TASK DESCRIPTION - Quote exactly the lines running from the line with "Identify a point for each instance of the small" to the end of the entries, including both, and nothing else.

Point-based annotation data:
= = = =

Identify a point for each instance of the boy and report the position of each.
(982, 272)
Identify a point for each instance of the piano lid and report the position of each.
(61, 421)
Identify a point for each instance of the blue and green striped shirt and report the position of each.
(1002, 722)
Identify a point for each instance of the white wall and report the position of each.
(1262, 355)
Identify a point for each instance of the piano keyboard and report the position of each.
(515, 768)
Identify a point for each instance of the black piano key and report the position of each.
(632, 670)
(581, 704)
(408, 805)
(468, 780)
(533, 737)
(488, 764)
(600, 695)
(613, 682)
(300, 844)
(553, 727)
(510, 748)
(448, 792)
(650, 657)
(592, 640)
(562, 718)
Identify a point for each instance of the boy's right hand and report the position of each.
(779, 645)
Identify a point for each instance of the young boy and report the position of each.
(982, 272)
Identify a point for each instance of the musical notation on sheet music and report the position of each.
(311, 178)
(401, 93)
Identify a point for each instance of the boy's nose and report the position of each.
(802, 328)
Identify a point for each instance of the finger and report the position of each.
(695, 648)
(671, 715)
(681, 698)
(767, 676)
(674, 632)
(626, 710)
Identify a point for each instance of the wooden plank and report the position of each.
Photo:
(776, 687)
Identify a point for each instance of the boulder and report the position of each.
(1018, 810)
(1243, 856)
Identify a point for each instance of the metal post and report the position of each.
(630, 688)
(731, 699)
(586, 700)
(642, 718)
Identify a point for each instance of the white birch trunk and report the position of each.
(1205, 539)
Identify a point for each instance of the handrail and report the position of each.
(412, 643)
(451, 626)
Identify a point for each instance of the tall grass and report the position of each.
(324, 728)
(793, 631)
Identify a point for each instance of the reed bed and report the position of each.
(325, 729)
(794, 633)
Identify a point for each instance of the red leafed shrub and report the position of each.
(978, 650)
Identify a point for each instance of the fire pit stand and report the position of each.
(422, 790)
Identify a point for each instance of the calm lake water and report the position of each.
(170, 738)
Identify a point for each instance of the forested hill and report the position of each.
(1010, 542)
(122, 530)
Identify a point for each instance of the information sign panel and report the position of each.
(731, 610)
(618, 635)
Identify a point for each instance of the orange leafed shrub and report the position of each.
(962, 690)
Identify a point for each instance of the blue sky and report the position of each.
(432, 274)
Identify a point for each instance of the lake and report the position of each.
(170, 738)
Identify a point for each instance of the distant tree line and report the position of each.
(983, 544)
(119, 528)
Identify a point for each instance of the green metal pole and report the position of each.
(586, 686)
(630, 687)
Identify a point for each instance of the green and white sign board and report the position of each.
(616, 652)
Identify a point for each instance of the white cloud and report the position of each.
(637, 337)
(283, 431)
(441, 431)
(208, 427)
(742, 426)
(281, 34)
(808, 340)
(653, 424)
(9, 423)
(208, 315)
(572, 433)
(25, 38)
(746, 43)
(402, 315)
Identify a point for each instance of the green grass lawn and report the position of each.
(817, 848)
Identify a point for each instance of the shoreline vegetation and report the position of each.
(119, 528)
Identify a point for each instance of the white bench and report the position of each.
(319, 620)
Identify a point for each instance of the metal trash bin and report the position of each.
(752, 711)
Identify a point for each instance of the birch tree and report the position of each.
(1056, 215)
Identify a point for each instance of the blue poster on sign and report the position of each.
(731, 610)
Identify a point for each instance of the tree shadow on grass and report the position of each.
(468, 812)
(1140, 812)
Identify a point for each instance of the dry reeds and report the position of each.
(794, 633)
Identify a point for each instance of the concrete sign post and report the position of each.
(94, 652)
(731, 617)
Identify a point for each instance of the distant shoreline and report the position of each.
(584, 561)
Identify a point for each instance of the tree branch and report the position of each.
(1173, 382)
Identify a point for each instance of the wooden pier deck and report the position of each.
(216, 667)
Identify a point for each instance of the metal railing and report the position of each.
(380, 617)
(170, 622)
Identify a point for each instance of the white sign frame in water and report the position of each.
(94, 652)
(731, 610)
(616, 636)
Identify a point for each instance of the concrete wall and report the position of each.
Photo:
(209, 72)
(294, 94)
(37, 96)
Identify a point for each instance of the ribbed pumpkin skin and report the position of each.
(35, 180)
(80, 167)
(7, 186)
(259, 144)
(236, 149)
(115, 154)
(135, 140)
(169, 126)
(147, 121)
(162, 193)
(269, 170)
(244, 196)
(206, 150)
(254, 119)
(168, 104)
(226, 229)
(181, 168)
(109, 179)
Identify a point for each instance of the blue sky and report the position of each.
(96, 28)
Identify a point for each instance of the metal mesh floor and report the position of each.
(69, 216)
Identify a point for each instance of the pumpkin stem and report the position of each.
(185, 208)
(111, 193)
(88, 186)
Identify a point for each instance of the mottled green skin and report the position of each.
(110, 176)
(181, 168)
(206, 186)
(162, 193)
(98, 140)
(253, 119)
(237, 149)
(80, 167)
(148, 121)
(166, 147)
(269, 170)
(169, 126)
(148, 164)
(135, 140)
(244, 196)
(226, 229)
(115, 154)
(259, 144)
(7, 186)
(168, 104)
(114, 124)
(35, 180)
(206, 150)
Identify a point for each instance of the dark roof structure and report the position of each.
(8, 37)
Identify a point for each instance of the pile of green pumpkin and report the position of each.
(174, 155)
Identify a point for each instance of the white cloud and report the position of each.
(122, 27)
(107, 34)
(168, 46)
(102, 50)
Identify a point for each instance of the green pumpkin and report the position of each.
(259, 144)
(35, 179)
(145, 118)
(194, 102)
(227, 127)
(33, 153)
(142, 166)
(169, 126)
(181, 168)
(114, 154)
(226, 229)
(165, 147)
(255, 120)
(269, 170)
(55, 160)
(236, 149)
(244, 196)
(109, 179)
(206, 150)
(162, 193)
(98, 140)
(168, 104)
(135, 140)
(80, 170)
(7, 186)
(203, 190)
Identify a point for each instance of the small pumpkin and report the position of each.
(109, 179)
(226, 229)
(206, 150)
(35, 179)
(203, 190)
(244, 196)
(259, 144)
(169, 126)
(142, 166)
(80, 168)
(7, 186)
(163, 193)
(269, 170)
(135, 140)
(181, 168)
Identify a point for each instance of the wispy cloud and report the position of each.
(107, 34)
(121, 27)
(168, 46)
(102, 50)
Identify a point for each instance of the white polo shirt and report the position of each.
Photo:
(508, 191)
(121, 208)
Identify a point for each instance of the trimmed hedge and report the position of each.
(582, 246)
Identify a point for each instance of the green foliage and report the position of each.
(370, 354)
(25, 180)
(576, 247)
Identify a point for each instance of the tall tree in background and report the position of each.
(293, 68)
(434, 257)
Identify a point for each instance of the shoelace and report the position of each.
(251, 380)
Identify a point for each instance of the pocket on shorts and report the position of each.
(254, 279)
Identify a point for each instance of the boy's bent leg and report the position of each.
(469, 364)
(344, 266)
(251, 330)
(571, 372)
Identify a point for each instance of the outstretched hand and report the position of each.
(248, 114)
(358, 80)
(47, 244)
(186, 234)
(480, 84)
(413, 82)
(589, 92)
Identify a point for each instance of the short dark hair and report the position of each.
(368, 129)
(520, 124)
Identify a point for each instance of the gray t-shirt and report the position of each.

= = = =

RESULT OF THE EXERCISE -
Identify a point for each instance of the small pumpkin and report the position of each.
(109, 179)
(226, 229)
(206, 150)
(35, 179)
(203, 190)
(244, 196)
(259, 144)
(169, 126)
(142, 166)
(80, 168)
(7, 186)
(163, 193)
(269, 170)
(135, 140)
(181, 168)
Identify a point for each instance of the wispy cloud and report the position of each.
(107, 34)
(121, 27)
(168, 46)
(102, 50)
Identify a point for each instance of the white polo shirt and report the position of each.
Photo:
(508, 191)
(121, 208)
Identify a point for each instance of the trimmed hedge and report the position of each.
(582, 246)
Identify a point for each instance of the green foliage and report the position of each.
(370, 354)
(25, 180)
(576, 247)
Identify a point for each instance of the tall tree in background and report the position of each.
(293, 68)
(434, 257)
Identify a point for each instance of the shoelace and report the position of each.
(251, 380)
Identify a point for each instance of the pocket on shorts and report the position of each.
(254, 279)
Identify a point for each instance of the boy's bent leg and report the position of each.
(469, 364)
(344, 266)
(251, 330)
(571, 372)
Identify a point for each instance of the outstretched hand and report the position of each.
(248, 114)
(358, 80)
(47, 244)
(186, 234)
(480, 84)
(413, 82)
(589, 92)
Identify a point for each instance of the short dark hair and report the position of each.
(368, 129)
(520, 124)
Identify a point for each instance of the gray t-shirt and report the position of each.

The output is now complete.